• [About this exercise]
Having located "of the sidewalk" in the records below, repeat exactly the line it is on and all subsequent lines, ending with the last.
### Given records ###
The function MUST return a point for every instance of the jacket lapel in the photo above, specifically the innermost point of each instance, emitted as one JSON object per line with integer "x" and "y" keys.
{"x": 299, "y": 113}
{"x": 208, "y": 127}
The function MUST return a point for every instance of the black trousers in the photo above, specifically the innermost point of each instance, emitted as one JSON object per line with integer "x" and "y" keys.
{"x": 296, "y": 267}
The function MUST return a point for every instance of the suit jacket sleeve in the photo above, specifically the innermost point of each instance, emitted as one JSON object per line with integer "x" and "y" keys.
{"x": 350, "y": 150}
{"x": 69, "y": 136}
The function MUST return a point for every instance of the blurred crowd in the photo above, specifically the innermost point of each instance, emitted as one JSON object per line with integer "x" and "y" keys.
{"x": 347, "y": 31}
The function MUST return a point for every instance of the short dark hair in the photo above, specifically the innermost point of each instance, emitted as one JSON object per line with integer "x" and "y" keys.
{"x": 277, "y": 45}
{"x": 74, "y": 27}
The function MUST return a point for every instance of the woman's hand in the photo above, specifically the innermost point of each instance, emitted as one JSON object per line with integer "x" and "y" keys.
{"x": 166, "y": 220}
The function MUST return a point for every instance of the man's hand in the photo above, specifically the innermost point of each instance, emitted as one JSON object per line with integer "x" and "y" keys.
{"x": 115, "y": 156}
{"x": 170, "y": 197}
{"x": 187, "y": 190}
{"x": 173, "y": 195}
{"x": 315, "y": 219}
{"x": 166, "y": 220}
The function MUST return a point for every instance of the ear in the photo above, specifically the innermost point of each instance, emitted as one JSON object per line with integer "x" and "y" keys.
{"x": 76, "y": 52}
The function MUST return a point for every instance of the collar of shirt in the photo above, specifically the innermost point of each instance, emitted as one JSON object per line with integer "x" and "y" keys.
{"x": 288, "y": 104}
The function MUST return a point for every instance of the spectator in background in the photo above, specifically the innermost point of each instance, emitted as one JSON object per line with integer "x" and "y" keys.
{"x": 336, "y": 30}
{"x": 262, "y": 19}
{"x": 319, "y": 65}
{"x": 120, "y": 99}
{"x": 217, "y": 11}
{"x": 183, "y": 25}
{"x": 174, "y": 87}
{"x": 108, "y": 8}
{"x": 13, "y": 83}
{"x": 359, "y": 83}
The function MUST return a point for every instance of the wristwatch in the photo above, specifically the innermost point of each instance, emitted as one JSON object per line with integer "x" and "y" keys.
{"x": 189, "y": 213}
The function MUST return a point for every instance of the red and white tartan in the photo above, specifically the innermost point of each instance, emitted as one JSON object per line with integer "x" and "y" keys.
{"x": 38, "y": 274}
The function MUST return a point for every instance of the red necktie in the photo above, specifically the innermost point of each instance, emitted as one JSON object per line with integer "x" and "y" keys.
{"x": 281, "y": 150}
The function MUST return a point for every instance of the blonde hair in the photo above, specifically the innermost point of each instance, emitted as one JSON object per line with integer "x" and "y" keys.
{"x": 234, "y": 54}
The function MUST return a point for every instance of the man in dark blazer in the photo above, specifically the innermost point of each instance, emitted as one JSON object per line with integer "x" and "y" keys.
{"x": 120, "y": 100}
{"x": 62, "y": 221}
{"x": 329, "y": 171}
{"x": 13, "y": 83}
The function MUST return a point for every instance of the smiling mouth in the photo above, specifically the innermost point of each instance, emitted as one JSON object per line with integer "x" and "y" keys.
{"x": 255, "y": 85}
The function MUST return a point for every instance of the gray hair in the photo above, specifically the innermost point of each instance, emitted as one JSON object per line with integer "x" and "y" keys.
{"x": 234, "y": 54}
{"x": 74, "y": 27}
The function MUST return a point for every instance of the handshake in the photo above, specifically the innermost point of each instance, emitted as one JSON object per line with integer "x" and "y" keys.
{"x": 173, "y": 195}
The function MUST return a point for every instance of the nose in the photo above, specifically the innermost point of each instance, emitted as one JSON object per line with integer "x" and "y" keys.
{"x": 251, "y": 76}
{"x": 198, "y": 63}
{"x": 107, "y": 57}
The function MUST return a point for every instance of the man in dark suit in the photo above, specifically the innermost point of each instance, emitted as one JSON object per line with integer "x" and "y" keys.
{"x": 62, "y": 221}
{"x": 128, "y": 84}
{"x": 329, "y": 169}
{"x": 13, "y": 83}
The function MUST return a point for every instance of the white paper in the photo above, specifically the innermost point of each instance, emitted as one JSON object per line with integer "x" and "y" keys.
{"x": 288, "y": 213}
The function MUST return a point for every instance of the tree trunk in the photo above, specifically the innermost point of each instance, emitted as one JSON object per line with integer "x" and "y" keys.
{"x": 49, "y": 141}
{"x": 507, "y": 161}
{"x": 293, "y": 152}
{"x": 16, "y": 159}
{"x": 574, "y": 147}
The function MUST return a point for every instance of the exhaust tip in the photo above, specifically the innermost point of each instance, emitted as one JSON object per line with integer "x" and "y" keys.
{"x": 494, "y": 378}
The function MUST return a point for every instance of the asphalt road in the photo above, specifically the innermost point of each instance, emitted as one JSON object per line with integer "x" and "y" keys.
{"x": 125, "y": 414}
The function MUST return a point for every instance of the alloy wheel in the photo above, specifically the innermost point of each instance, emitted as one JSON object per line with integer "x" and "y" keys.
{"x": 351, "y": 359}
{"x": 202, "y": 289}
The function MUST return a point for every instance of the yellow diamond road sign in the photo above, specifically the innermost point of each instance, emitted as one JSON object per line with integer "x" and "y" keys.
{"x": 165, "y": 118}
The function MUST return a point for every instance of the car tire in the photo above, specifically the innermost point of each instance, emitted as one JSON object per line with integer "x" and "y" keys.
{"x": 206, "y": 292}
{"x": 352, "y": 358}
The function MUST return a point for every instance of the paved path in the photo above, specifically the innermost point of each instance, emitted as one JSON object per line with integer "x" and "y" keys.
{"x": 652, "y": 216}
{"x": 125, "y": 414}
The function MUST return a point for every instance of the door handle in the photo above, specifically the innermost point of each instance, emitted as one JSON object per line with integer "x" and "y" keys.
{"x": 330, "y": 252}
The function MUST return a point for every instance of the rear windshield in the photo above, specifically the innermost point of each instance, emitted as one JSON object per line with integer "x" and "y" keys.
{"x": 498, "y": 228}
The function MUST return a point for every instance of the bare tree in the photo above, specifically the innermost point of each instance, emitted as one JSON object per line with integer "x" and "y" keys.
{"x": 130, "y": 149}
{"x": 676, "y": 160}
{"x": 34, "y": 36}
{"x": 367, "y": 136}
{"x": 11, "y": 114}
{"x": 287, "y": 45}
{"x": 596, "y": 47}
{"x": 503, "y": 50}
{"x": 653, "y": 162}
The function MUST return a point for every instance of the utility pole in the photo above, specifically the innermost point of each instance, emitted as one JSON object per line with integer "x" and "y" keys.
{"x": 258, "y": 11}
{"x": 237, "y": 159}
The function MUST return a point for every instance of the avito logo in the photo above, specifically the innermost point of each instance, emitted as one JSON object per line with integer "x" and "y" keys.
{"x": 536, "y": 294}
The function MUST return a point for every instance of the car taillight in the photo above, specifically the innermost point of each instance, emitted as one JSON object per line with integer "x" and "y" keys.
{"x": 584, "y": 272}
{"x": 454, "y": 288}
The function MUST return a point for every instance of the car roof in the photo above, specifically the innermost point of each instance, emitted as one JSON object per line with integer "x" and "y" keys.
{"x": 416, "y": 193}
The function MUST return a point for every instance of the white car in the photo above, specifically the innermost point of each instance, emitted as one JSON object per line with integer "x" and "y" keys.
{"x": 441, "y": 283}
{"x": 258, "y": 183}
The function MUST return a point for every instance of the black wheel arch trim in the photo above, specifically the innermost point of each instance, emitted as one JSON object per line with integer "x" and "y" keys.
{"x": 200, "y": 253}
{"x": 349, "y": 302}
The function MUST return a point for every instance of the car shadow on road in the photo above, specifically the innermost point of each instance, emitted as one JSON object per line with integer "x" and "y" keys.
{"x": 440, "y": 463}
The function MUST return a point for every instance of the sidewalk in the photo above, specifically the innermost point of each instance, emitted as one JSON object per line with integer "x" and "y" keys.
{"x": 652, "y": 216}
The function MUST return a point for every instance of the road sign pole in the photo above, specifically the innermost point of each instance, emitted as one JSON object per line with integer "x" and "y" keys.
###
• [Output below]
The function MUST return a point for every instance of the sidewalk in the photo above, specifically the innermost point of each instance, emitted as one JSON object per line with integer "x" and "y" keys.
{"x": 652, "y": 216}
The function MUST return a point for every instance of the road sign pole in the photo above, specifically the innermost point of each instance, emitted as one JSON object per line with integer "x" and "y" keys.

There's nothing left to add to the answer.